### What you need to do:
Please retype all of the data below character for character, changing nothing.

### Raw records:
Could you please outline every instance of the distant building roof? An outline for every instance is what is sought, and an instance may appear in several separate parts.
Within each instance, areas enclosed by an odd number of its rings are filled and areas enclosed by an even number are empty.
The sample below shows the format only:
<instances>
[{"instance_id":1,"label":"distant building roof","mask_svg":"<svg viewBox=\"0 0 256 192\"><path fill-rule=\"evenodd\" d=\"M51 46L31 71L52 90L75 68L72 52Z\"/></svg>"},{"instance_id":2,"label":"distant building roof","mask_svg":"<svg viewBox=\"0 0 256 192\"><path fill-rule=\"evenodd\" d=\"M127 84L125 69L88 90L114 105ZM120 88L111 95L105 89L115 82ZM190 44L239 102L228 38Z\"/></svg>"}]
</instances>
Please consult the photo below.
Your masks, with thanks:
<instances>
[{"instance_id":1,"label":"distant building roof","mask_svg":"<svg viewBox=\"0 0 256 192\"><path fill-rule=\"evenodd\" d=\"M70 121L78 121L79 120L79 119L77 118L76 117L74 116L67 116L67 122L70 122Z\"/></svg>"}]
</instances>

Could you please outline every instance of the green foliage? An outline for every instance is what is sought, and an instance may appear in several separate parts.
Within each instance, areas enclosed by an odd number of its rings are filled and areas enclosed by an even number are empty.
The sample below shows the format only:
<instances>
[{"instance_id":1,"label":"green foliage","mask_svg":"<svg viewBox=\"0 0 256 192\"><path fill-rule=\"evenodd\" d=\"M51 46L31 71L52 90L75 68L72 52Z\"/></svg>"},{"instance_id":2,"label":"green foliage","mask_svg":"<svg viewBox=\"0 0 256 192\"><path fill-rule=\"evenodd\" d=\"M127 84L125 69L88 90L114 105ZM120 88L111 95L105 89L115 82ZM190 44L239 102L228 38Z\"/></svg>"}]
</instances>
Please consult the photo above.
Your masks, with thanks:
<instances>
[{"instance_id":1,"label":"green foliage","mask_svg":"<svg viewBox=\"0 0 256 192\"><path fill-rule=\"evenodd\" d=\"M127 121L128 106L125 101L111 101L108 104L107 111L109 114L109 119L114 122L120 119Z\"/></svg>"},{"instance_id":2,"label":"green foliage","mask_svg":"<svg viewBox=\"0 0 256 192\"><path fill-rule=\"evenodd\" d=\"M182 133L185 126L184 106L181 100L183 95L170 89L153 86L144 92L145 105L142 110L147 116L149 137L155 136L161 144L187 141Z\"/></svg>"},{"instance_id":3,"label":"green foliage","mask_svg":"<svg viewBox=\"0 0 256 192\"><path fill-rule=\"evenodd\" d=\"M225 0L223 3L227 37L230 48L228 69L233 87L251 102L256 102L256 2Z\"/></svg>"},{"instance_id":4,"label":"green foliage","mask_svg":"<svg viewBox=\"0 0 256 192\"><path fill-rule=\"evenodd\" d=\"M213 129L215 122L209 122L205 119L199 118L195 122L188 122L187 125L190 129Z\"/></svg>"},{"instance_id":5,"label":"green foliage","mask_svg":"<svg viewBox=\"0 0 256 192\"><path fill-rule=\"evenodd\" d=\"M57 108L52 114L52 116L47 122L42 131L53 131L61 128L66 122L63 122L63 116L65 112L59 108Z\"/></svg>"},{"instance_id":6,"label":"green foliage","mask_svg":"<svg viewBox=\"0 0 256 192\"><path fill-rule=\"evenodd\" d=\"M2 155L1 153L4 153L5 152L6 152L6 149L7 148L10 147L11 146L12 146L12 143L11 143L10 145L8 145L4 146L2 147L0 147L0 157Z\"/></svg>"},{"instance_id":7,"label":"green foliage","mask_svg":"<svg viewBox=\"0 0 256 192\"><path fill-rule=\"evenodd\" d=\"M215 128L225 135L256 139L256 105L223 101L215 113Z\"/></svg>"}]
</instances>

### Correct output:
Could you please outline every instance of the distant building roof? An outline for every instance is what is sought, and an instance may appear in several separate parts.
Within each instance, areas enclosed by an odd number of its rings are filled and areas enclosed by an even number are empty.
The sample below shows the format only:
<instances>
[{"instance_id":1,"label":"distant building roof","mask_svg":"<svg viewBox=\"0 0 256 192\"><path fill-rule=\"evenodd\" d=\"M51 46L31 71L52 90L75 68L72 52Z\"/></svg>"},{"instance_id":2,"label":"distant building roof","mask_svg":"<svg viewBox=\"0 0 256 192\"><path fill-rule=\"evenodd\" d=\"M127 84L125 69L88 90L114 105ZM120 88L111 95L105 89L115 82ZM190 44L239 102L228 38Z\"/></svg>"}]
</instances>
Please consult the photo below.
Your masks, with thanks:
<instances>
[{"instance_id":1,"label":"distant building roof","mask_svg":"<svg viewBox=\"0 0 256 192\"><path fill-rule=\"evenodd\" d=\"M70 121L78 121L79 120L79 119L77 118L76 117L74 116L67 116L67 122L70 122Z\"/></svg>"}]
</instances>

Could you please outline every instance of the green foliage? An outline for every instance is what is sought, and an instance may appear in several separate parts.
Within each instance, areas enclosed by an odd number of its rings are filled and areas enclosed by an even number are empty.
The sample below shows the format only:
<instances>
[{"instance_id":1,"label":"green foliage","mask_svg":"<svg viewBox=\"0 0 256 192\"><path fill-rule=\"evenodd\" d=\"M51 46L31 71L52 90L75 68L72 52Z\"/></svg>"},{"instance_id":2,"label":"green foliage","mask_svg":"<svg viewBox=\"0 0 256 192\"><path fill-rule=\"evenodd\" d=\"M127 84L125 69L88 90L114 105ZM120 88L111 95L105 89L115 82ZM190 44L239 102L228 38Z\"/></svg>"}]
</instances>
Please consult the photo above.
Your masks, with thanks:
<instances>
[{"instance_id":1,"label":"green foliage","mask_svg":"<svg viewBox=\"0 0 256 192\"><path fill-rule=\"evenodd\" d=\"M127 121L128 106L125 101L111 101L108 104L107 111L109 114L109 119L114 122L120 119Z\"/></svg>"},{"instance_id":2,"label":"green foliage","mask_svg":"<svg viewBox=\"0 0 256 192\"><path fill-rule=\"evenodd\" d=\"M182 133L185 126L184 106L181 100L183 95L170 89L153 86L144 92L145 105L142 110L147 116L149 137L155 136L161 144L187 141Z\"/></svg>"},{"instance_id":3,"label":"green foliage","mask_svg":"<svg viewBox=\"0 0 256 192\"><path fill-rule=\"evenodd\" d=\"M225 0L223 3L227 37L230 48L228 69L233 87L251 102L256 102L256 2Z\"/></svg>"},{"instance_id":4,"label":"green foliage","mask_svg":"<svg viewBox=\"0 0 256 192\"><path fill-rule=\"evenodd\" d=\"M213 129L215 122L209 122L205 119L199 118L195 122L188 122L187 125L190 129Z\"/></svg>"},{"instance_id":5,"label":"green foliage","mask_svg":"<svg viewBox=\"0 0 256 192\"><path fill-rule=\"evenodd\" d=\"M57 108L52 114L52 116L47 122L42 131L53 131L61 128L66 122L63 122L63 116L65 112L59 108Z\"/></svg>"},{"instance_id":6,"label":"green foliage","mask_svg":"<svg viewBox=\"0 0 256 192\"><path fill-rule=\"evenodd\" d=\"M2 155L1 153L4 153L5 152L6 152L6 149L7 148L10 147L11 146L12 146L12 143L11 143L10 145L8 145L4 146L2 147L0 147L0 157Z\"/></svg>"},{"instance_id":7,"label":"green foliage","mask_svg":"<svg viewBox=\"0 0 256 192\"><path fill-rule=\"evenodd\" d=\"M215 128L225 135L256 139L256 105L223 101L215 113Z\"/></svg>"}]
</instances>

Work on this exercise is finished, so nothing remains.